• **SÉRIE D'EXERCICES**
1. Selon la critique du spectacle Enfin visible, pourquoi Fred Trémège entre-t-il en scène vêtu d'un costume trop grand ? Répondez en une à trois phrases.
2. Résumez en deux phrases la critique du spectacle Enfin visible.
3. Prolongez la critique du spectacle Enfin visible à la suite de sa dernière phrase.

• **TEXTE FOURNI**
·····

Fred Trémège, très bon, très bien, très drôle.

Fred Trémège, comédien inspiré joue Enfin visible, au Point-Virgule, un show époustouflant qu’il faut absolument voir les 29 septembre et 29 octobre à 20h.

Fred Trémège

Je parle peu des humoristes hommes sur ce blog sauf quand j’ai vraiment un coup de cœur. Enfin visible  fut l’une des belles surprises de mon été parisien et  j’aimerais vraiment qu’elle se prolonge cet automne.  Si d’aventure ce post avait quelque influence… Je compte sur vous.  Car Enfin visible est un show drôle, intelligent, caustique et Fred Trémège le sert avec une belle énergie contrôlée qui fait la signature des grands artistes.

Dans cette salle du Point-Virgule où défilent de plus en plus d’artistes dédiés au stand-up, c’est un vrai plaisir de découvrir un auteur et comédien qui ne craint pas de proposer des sketches, d’installer des personnages et d’interroger la société dans laquelle il vit plutôt que d’astiquer son nombril en cédant à la mode ambiante. Trémège, Toulousain de 42 ans, place son exigence au-delà du simple jeu de mots et de la vanne facile. C’est un auteur habité et forcément un peu militant pour qui chaque parole est porteuse d’une idée et d’une vérité à défendre.

Le comédien entre sur la scène du Point-Virgule vêtu d’un costume trop grand -comme tous les clowns. Manière de signifier que rien ne (lui) va dans ce monde taillé à la démesure de certains et dans lequel d’autres se noient, se perdent, se battent pour survivre. Ces contours trop larges avec lesquels Trémège n’arrive pas à faire corps sont ceux de l’ultra-libéralisme qui pousse au culte de la performance, du nombrilisme, de l’arrogance, d’une certaine bêtise et de la vulgarité. Un monde déséquilibré dont les poètes sont les chasseurs. Tellement déséquilibré qu’on introduit au travail, terrain peu propice à l’amusement et à la rigolade, des simulacres de jeux d’enfants.

·····

• **DONNÉES FOURNIES**

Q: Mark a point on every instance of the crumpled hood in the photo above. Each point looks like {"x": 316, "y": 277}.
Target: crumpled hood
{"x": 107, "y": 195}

·····

• **CORRIGÉ**
1. Ce costume trop grand est une manière de signifier que rien ne va dans ce monde taillé à la démesure de certains, où d'autres se noient, se perdent et se battent pour survivre. Ces contours trop larges, avec lesquels il n'arrive pas à faire corps, sont ceux de l'ultra-libéralisme. Celui-ci pousse au culte de la performance, au nombrilisme, à l'arrogance, à une certaine bêtise et à la vulgarité.

2. L'auteur du blog recommande vivement Enfin visible, un spectacle drôle, intelligent et caustique que Fred Trémège, comédien toulousain de 42 ans, joue au Point-Virgule les 29 septembre et 29 octobre à 20h. Loin de la mode du stand-up, Trémège y propose des sketches et des personnages qui interrogent la société, et son costume trop grand symbolise un monde ultra-libéral déséquilibré avec lequel il n'arrive pas à faire corps.

3.
Car Enfin visible s’ouvre  sur un jeu de cour de recré (1,2, 3 soooleil !) appliqué au monde du travail et utilisé comme méthode de recrutement. Sous la patte de Trémège, recruter, ça n’est pas choisir la personne dont on a besoin mais s’amuser à exclure, diviser et au passage humilier ceux dont on ne veut pas -une sorte de casting cruel qui est d’ailleurs le lot de nombreux comédiens. Suivent donc des tests d’évaluation comme cette lettre de motivation des plus démotivantes, des jeux de rôles qui en disent long sur le recruteur et si peu sur les postulants. A moins qu’ils ne se rebiffent…

Tout le show navigue entre portraits de ceux qui se conforment à ce monde et s’y complaisent et ceux qui s’en détachent par nécessité ou accident. Le sketch du  super patron de l’année, celui du chasseur Roger, membre de l’Amicale des Chasseurs de la Gaillarde, pour qui tout est «profond, calme et grave», celui du politicien empêtré dans la langue de bois sont à se tordre. On s’amuse de la lettre que Beigbemoix -écrivain qui «travaille à être célèbre (…) et écrit des livres qui se vendent»- adresse à Derrida, des animateurs de télé trop pleins de la vacuité des émissions qu’ils présentent (“J’ai râté un épisode”, “Le droit de tout voir”). On se régale de l’histoire de «cette main qui tous les soirs à 20h frappe les plus riches de notre monde, nasdaqophiles compulsifs et autres obsédés du Nikkeï»…C’est plein d’idées, de belles inventions qui ne se contentent pas d’être belles mais sont porteuses de sens. La charge est féroce mais jamais indigeste. C’est drôle et souvent brillant. Et même s’il y a bien une ou deux facilités, on ne saurait en tenir rigueur  au comédien tellement l’ensemble est cohérent et ficelé.

Au total, dix sketches incisifs écrits à la pointe du stylo et qui lacèrent ce costume trop grand, métaphore d’un monde overdosé, pour tenter d’en redessiner la silhouette et lui donner une taille plus humaine. J’ai quitté le Point-Virgule, avec le sourire et le sentiment d’avoir partagé un grand moment. Ah, j’allais oublier la bande-son judicieusement choisie…mais plutôt que d’en parler, le mieux serait de vous encourager à aller l’écouter en regardant Enfin visible qui est également enfin audible.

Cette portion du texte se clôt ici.